• [DATASET CONTENT]
··········

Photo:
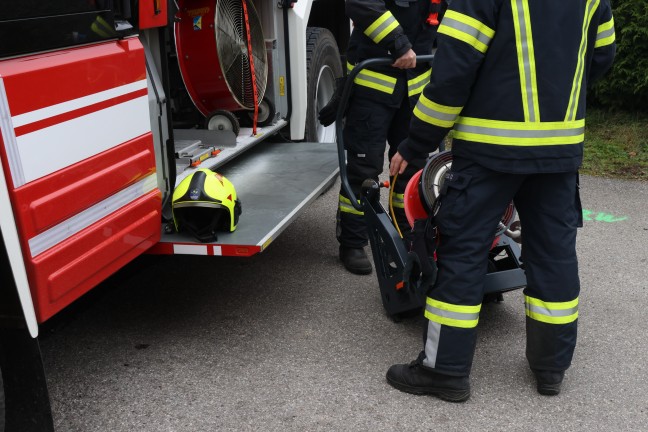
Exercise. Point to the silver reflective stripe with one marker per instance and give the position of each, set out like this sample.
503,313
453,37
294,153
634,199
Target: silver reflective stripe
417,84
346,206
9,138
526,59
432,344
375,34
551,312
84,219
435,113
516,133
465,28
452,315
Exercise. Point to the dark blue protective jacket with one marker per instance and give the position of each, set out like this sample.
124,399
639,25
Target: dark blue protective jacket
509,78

··········

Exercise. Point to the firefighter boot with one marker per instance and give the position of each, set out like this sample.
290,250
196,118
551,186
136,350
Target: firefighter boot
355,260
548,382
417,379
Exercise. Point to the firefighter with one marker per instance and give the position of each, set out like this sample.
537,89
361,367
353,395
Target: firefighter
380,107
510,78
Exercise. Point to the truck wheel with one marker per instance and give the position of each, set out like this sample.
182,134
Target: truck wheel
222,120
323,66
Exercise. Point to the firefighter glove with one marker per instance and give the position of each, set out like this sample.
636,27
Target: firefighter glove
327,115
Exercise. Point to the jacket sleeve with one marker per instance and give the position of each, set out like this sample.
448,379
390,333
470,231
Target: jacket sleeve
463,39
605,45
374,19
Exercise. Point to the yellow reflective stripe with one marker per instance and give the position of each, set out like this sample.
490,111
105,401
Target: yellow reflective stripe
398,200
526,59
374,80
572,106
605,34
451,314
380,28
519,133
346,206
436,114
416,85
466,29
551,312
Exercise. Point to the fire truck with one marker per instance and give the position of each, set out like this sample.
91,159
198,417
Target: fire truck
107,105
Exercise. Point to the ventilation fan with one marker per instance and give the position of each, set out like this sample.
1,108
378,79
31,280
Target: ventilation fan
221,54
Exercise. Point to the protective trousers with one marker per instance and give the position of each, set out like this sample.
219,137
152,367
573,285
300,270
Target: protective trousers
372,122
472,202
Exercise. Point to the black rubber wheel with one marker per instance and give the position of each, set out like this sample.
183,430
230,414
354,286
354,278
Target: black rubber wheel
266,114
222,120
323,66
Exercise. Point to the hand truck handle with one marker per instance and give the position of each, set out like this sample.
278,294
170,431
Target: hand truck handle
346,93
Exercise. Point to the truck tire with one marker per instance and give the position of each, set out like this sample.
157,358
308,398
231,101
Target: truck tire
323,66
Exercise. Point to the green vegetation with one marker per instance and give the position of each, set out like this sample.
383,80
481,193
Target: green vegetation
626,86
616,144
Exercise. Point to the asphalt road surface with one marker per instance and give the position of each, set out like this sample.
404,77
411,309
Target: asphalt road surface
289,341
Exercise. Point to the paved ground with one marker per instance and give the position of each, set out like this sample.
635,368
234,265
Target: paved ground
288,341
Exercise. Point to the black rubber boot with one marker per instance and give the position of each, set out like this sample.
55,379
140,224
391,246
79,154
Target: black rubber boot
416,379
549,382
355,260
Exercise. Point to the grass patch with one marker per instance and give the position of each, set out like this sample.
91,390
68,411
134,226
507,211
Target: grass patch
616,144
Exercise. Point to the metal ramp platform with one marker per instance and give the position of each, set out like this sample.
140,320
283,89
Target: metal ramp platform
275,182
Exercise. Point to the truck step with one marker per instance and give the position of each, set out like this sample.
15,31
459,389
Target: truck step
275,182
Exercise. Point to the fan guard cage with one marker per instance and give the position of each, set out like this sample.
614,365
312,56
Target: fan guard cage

··········

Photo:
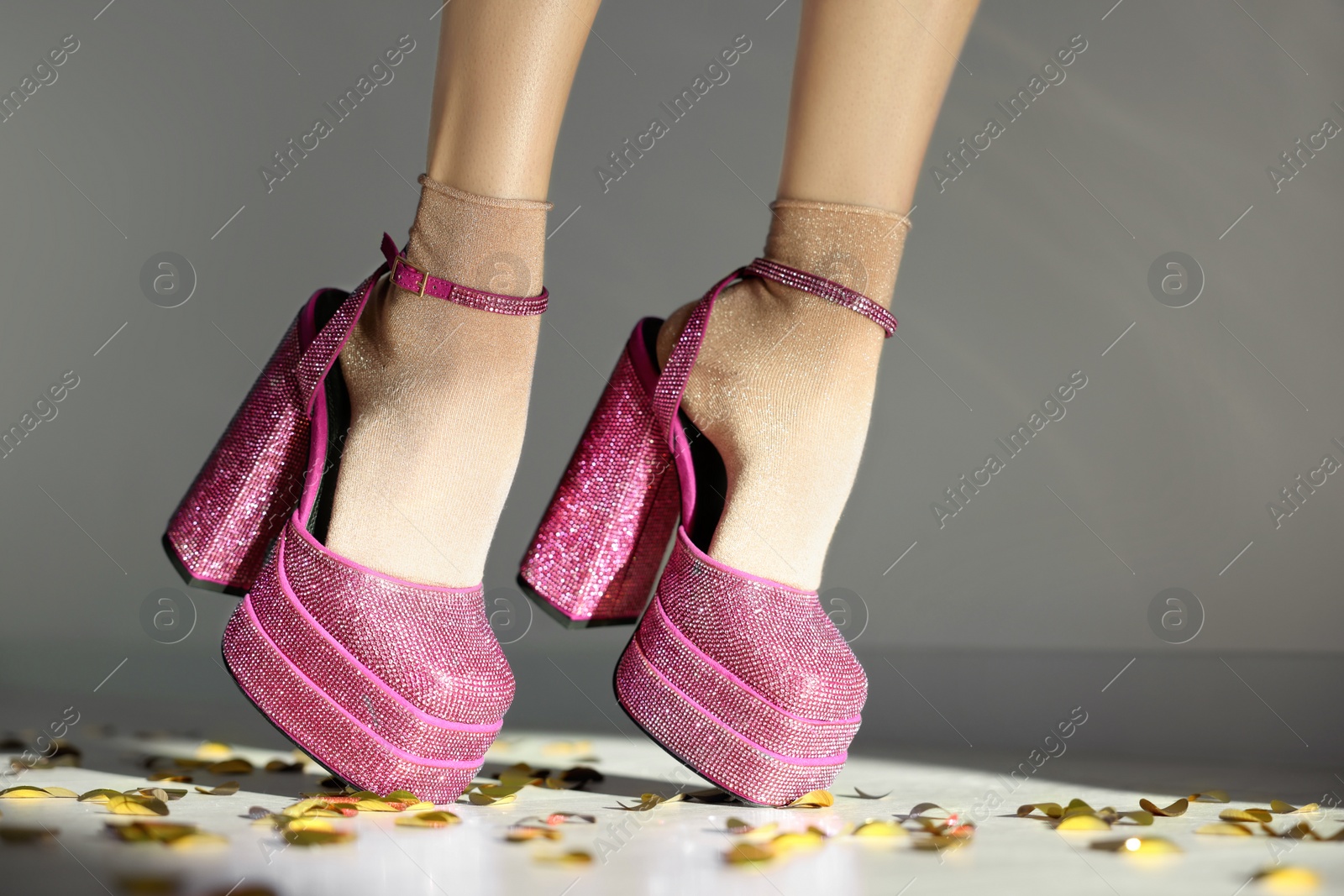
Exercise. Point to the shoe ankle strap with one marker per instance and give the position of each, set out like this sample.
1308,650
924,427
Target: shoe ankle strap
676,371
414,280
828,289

··········

Using the material above, return each line in which the word "cage" occurs.

Exercise. Point to the fan guard cage with one marker per instance and give the position of each, set out like this sample.
Target: fan guard cage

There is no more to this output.